목표 1> 성인·노인 음성 분류 연구 원문에서 "This paper aims to compare"로 시작하는 문단의 주요 사실을 살려 짧은 목록으로 다시 써 줄 수 있나요?
목표 2> 성인·노인 음성 분류 연구 원문을 마지막 문장 다음부터 이어서 써 줄 수 있나요?

++++ 원문 ++++

DOI QR코드

DOI QR Code

Comparison of Classification Performance Between Adult and Elderly Using Acoustic and Linguistic Features from Spontaneous Speech

자유대화의 음향적 특징 및 언어적 특징 기반의 성인과 노인 분류 성능 비교

  • Received : 2023.04.24
  • Accepted : 2023.07.19
  • Published : 2023.08.31

Abstract

This paper aims to compare the performance of speech data classification into two groups, adult and elderly, based on the acoustic and linguistic characteristics that change due to aging, such as changes in respiratory patterns, phonation, pitch, frequency, and language expression ability. For acoustic features we used attributes related to the frequency, amplitude, and spectrum of speech voices. As for linguistic features, we extracted hidden state vector representations containing contextual information from the transcription of speech utterances using KoBERT, a Korean pre-trained language model that has shown excellent performance in natural language processing tasks. The classification performance of each model trained based on acoustic and linguistic features was evaluated, and the F1 scores of each model for the two classes, adult and elderly, were examined after address the class imbalance problem by down-sampling. The experimental results showed that using linguistic features provided better performance for classifying adult and elderly than using acoustic features, and even when the class proportions were equal, the classification performance for adult was higher than that for elderly.

++++ 기록 데이터 ++++

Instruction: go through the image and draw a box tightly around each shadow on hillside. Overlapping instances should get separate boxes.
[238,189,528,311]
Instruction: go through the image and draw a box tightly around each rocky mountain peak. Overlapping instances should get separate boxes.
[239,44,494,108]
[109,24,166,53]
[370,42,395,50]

++++

결과 1>
- 목적: 노화로 달라지는 음향적·언어적 특성을 바탕으로 음성 데이터를 성인과 노인 두 집단으로 분류하는 성능 비교. 이런 특성에는 호흡 패턴, 발성, 음높이, 주파수, 언어 표현 능력의 변화가 있음
- 음향적 특징: 음성의 주파수, 진폭, 스펙트럼 관련 속성
- 언어적 특징: 발화 전사문에서 문맥 정보를 담은 은닉 상태 벡터 표현 추출. 추출에는 자연어 처리 과제에서 뛰어난 성능을 보인 한국어 사전학습 언어모델 KoBERT를 사용함
- 평가: 각 특징으로 학습한 모델의 분류 성능 평가. 다운샘플링으로 클래스 불균형 문제를 해결한 뒤 성인·노인 두 클래스의 F1 점수를 살펴봄
- 결과: 언어적 특징이 음향적 특징보다 성인과 노인 분류 성능이 더 좋았음. 클래스 비율이 같을 때에도 성인 분류 성능이 노인보다 높았음

결과 2>
사람은 노화과정에 따라 발화의 호흡, 조음, 높낮이, 주파수, 언어 표현 능력 등이 변화한다. 본 논문에서는 이러한 변화로부터 발생하는 음향적, 언어적 특징을 기반으로 발화 데이터를 성인과 노인 두 그룹으로 분류하는 성능을 비교하고자 한다. 음향적 특징으로는 발화 음성의 주파수 (frequency), 진폭(amplitude), 스펙트럼(spectrum)과 관련된 특징을 사용하였으며, 언어적 특징으로는 자연어처리 분야에서 우수한 성능을 보이고 있는 한국어 대용량 코퍼스 사전학습 모델인 KoBERT를 통해 발화 전사문의 맥락 정보를 담은 은닉상태 벡터 표현을 추출하여 사용하였다. 본 논문에서는 음향적 특징과 언어적 특징을 기반으로 학습된 각 모델의 분류 성능을 확인하였다. 또한, 다운샘플링을 통해 클래스 불균형 문제를 해소한 뒤 성인과 노인 두 클래스에 대한 각 모델의 F1 점수를 확인하였다. 실험 결과로, 음향적 특징을 사용하였을 때보다 언어적 특징을 사용하였을 때 성인과 노인 분류에서 더 높은 성능을 보이는 것으로 나타났으며, 클래스 비율이 동일하더라도 노인에 대한 분류 성능보다 성인에 대한 분류 성능이 높음을 확인하였다.

Keywords

Acknowledgement

이 논문은 2022년도 정부(과학기술정보통신부)의 재원으로 국가과학기술연구회 창의형 융합연구사업(No.CAP21052-300)의 지원을 받아 수행된 연구임.

References

  1. J. W. Kim and H. H. Kim, "Communicative ability in normal aging: A Review," Korean Journal of Communication Disorders, Vol.14, No.4, pp.495-513, 2009.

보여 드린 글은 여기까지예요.